What to do → Repeat the rows below verbatim, from the line containing "Target: jersey sleeve" through the line containing "x=267 y=427", both ends included.

Provided records →
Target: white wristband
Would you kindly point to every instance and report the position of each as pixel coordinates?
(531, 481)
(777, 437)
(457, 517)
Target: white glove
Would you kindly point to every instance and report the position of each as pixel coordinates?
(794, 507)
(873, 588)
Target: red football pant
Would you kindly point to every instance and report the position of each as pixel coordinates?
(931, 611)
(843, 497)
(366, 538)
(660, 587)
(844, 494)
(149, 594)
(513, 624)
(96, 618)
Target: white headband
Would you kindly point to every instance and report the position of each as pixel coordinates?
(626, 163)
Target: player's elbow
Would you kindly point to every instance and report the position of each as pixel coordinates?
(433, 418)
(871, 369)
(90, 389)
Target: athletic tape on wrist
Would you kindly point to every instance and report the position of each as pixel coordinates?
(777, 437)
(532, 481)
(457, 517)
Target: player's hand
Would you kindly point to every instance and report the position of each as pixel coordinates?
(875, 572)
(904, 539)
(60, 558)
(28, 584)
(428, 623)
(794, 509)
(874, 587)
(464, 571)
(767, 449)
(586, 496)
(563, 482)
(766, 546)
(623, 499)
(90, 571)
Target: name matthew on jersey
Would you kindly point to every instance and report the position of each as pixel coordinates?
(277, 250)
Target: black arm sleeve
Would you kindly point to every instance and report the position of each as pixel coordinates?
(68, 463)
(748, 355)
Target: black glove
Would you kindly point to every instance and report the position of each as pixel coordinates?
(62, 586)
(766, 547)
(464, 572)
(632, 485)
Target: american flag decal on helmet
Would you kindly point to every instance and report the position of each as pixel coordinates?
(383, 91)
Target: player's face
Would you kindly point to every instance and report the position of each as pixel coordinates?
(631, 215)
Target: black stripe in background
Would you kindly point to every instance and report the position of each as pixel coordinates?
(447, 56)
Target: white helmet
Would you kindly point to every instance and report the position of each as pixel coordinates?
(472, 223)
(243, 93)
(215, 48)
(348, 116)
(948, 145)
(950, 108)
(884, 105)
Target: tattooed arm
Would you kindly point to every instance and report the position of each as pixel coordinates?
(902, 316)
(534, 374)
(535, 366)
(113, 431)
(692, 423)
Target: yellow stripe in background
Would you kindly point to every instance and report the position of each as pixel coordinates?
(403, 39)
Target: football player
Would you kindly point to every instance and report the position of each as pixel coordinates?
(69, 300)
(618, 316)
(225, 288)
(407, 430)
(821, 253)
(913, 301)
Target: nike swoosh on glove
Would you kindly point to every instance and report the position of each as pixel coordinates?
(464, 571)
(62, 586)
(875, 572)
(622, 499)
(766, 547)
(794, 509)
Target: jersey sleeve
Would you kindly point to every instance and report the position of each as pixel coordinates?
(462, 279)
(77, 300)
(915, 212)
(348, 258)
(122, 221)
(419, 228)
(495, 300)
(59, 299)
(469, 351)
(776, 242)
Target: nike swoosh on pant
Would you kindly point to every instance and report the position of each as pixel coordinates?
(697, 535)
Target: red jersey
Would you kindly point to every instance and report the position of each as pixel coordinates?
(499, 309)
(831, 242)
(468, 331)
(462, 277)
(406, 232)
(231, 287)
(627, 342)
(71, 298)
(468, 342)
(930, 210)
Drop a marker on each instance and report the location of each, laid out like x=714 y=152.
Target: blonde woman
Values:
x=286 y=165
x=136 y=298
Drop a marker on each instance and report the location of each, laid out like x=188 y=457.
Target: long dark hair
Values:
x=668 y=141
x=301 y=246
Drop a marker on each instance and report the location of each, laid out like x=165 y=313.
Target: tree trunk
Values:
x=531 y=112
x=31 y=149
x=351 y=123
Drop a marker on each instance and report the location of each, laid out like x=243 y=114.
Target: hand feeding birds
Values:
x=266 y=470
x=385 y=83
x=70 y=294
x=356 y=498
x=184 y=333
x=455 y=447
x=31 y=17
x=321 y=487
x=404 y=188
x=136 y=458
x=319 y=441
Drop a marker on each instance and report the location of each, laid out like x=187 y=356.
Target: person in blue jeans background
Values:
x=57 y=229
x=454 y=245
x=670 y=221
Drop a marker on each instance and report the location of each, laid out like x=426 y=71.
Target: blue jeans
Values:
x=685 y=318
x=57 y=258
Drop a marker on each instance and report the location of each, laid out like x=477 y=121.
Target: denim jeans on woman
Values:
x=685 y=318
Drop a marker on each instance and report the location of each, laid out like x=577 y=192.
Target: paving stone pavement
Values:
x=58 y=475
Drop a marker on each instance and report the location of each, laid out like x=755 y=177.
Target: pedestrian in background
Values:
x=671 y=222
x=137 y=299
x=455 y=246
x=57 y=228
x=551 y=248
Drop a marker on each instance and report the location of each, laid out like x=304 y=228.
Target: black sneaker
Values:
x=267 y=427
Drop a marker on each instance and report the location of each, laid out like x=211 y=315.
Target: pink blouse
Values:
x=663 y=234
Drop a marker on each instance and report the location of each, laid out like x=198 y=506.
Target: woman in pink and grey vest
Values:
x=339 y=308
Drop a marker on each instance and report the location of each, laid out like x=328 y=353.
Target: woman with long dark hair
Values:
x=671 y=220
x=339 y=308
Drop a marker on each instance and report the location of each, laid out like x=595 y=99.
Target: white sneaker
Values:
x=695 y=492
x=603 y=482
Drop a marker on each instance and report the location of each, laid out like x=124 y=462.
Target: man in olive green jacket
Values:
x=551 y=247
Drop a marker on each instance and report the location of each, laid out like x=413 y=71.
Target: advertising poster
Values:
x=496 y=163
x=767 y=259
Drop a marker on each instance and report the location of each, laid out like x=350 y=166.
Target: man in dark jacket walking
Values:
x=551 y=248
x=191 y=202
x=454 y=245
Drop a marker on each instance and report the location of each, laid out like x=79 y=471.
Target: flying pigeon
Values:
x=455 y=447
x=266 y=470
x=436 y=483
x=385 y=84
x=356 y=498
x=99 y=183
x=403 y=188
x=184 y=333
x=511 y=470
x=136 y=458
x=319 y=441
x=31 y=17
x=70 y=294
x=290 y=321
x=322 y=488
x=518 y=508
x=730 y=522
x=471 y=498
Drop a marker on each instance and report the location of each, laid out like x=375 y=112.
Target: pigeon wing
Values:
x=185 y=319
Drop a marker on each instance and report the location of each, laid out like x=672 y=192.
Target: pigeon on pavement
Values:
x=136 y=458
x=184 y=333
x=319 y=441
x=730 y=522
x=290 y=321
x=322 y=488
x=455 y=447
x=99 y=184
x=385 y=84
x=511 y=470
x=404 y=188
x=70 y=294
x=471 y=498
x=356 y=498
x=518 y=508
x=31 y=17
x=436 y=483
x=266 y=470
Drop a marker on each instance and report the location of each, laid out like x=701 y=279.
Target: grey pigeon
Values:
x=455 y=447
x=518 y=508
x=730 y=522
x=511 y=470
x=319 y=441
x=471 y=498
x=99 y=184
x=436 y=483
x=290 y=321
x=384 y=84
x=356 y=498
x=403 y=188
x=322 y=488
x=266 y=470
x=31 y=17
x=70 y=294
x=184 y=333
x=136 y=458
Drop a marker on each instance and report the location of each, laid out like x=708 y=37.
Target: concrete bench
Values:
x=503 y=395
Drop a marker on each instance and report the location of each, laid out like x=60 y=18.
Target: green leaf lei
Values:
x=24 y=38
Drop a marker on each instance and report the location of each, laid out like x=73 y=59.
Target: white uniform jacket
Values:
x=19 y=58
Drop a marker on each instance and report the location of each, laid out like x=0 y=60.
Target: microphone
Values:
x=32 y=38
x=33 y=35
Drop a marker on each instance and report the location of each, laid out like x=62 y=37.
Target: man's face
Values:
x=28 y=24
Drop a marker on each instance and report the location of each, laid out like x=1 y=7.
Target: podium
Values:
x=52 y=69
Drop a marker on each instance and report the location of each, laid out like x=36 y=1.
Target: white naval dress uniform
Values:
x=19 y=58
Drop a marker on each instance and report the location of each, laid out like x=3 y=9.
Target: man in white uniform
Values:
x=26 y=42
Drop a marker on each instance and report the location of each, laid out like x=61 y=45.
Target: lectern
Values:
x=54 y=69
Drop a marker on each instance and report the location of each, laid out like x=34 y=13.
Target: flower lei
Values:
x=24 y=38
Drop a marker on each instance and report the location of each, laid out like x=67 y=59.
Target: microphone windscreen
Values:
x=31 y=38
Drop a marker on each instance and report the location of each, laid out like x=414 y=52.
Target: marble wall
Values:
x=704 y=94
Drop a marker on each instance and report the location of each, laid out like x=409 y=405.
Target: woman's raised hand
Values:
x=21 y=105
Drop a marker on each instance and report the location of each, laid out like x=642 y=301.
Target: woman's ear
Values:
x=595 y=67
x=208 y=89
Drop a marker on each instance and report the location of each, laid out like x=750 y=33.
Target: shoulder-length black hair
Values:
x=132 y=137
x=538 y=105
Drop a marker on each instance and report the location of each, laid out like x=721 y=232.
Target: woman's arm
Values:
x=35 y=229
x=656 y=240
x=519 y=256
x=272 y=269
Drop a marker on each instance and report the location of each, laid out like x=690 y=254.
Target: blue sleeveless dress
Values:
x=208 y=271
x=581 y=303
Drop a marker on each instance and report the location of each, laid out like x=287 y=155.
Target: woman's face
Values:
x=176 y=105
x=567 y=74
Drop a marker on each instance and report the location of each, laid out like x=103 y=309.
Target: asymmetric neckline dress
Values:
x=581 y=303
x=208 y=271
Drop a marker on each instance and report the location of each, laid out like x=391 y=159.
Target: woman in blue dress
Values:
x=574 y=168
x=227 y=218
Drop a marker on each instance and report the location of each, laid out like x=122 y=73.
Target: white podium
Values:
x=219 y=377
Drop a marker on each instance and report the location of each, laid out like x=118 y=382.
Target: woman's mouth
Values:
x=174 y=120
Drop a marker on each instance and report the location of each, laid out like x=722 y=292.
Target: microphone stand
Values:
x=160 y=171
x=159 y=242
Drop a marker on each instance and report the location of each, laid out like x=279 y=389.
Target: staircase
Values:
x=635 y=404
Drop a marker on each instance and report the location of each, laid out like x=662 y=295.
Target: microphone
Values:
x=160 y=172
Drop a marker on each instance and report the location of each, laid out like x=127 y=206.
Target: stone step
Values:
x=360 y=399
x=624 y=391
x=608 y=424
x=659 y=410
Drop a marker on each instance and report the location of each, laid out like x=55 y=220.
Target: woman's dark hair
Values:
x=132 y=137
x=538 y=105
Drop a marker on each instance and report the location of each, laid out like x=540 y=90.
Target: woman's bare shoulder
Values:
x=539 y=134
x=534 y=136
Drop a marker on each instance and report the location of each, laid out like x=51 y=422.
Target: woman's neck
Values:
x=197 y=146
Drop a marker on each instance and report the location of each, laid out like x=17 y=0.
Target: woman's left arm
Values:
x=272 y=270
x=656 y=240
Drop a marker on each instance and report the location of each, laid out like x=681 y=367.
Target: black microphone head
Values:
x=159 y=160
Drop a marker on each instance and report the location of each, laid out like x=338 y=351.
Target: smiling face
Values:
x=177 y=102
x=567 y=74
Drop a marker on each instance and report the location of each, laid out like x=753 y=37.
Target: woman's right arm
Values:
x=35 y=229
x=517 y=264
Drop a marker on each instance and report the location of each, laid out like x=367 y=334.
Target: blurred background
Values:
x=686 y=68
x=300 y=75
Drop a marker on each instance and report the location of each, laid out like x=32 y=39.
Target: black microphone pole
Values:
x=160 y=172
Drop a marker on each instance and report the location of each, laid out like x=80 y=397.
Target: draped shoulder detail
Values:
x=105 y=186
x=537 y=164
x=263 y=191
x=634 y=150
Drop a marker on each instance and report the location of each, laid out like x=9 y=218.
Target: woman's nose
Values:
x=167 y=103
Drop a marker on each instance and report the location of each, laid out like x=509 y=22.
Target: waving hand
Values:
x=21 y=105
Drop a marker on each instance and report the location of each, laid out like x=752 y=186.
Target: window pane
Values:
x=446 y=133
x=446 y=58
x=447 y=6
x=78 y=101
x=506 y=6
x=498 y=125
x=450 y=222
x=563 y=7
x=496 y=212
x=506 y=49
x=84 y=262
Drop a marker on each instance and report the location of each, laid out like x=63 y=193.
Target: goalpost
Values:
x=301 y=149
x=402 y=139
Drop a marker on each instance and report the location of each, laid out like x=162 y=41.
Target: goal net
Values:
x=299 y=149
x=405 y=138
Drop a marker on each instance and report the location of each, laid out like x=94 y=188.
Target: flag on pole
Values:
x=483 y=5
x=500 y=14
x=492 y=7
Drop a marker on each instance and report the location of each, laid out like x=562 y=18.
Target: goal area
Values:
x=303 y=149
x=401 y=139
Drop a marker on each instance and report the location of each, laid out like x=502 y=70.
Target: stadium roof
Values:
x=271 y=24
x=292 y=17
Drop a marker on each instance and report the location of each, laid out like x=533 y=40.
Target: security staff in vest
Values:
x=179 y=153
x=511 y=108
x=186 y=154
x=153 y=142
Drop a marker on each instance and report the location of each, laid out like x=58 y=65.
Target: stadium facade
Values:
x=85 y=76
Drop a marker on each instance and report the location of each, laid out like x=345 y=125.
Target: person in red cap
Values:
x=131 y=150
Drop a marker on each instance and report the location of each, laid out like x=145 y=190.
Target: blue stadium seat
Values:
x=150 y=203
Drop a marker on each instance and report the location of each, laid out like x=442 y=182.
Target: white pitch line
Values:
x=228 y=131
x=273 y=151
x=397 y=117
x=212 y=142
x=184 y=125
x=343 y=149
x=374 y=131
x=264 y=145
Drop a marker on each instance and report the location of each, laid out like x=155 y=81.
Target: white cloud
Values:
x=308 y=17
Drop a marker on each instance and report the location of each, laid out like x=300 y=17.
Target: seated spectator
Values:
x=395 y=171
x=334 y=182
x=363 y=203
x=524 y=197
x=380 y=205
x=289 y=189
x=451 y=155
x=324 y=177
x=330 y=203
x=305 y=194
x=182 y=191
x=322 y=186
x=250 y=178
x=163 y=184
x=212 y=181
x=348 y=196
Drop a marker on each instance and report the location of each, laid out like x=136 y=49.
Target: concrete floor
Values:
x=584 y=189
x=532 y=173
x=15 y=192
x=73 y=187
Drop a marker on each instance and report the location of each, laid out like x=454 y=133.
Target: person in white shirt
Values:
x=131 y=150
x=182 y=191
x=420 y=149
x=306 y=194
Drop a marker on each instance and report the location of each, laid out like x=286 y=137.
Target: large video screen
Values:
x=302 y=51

Right answer →
Target: jersey sleeve
Would you kindly point to every instance and report the position of each as pixel coordinates?
(462, 279)
(77, 300)
(915, 212)
(348, 258)
(122, 221)
(419, 228)
(495, 300)
(59, 299)
(469, 351)
(776, 242)
Target: nike swoosh on pant
Would you kindly point to every instance and report the position of each as pixel coordinates?
(697, 535)
Target: red jersey
Would you kindly point to every instance and report the position of each as pixel coordinates?
(499, 309)
(831, 242)
(468, 331)
(462, 277)
(406, 232)
(231, 287)
(627, 342)
(71, 298)
(468, 342)
(930, 210)
Drop a marker on each instance and report the location of each, laid out like x=714 y=152.
Target: blonde woman
Values:
x=286 y=165
x=136 y=298
Drop a marker on each instance and report the location of each, laid out like x=188 y=457.
Target: long dark hair
Values:
x=668 y=141
x=301 y=246
Drop a marker on each instance and report the location of each, laid out like x=165 y=313.
Target: tree trunk
Values:
x=531 y=112
x=31 y=149
x=351 y=123
Drop a marker on each instance and report the location of each, laid out like x=243 y=114.
Target: hand feeding birds
Values:
x=266 y=470
x=385 y=83
x=70 y=294
x=356 y=498
x=184 y=333
x=455 y=447
x=31 y=17
x=321 y=487
x=404 y=188
x=136 y=458
x=319 y=441
Drop a marker on each instance and report the location of each, laid out like x=187 y=356.
Target: person in blue jeans background
Values:
x=57 y=229
x=454 y=245
x=670 y=221
Drop a marker on each instance and report the location of each, laid out like x=426 y=71.
Target: blue jeans
Values:
x=685 y=318
x=57 y=258
Drop a marker on each instance and report the location of each, laid out like x=477 y=121.
Target: denim jeans on woman
Values:
x=685 y=318
Drop a marker on each instance and report the location of each, laid out like x=577 y=192.
Target: paving stone pavement
Values:
x=58 y=475
Drop a marker on each instance and report the location of each, laid out like x=755 y=177.
Target: pedestrian in background
Values:
x=671 y=222
x=137 y=299
x=455 y=246
x=57 y=228
x=551 y=248
Drop a marker on each instance and report the location of each, laid out like x=304 y=228.
Target: black sneaker
Values:
x=267 y=427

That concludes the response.